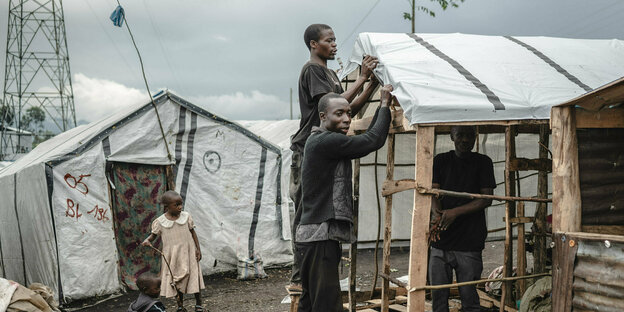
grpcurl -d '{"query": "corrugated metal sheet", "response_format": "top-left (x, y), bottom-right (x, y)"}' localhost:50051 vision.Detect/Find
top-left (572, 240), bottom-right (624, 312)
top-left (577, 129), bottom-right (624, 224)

--

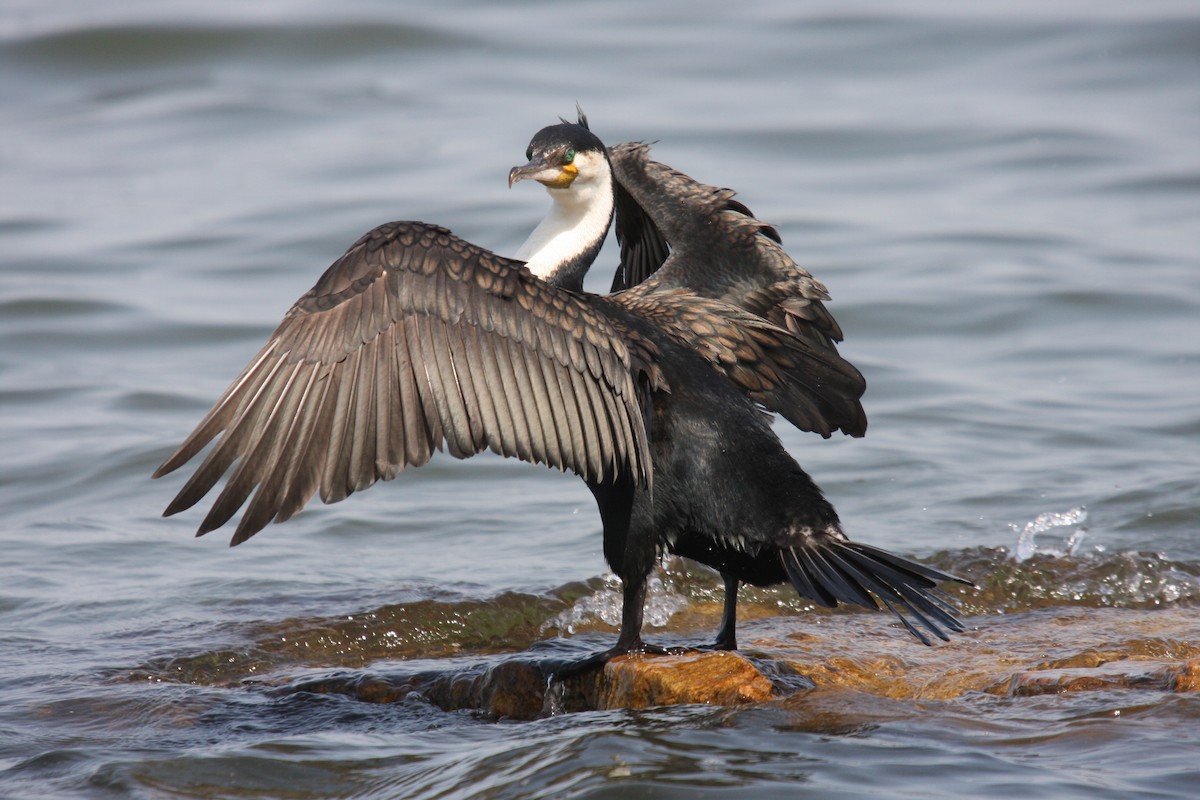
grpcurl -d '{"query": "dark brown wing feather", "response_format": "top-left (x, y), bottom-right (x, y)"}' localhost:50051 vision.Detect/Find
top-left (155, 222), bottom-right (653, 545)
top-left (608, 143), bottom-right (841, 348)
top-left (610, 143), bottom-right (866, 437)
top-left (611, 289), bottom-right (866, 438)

- **Required work**
List every line in the listing above that contains the string "Find", reproducing each line in full.

- **Written response**
grpcurl -d '{"query": "corrugated metal sheet", "response_format": "top-left (x, y), bottom-right (x, y)"}' localhost:50051 vision.Detect/Find
grpcurl -d '{"query": "dark brown wing feather", "response_format": "top-left (x, y), bottom-right (x, y)"}' localhost:50051 vision.Detect/Find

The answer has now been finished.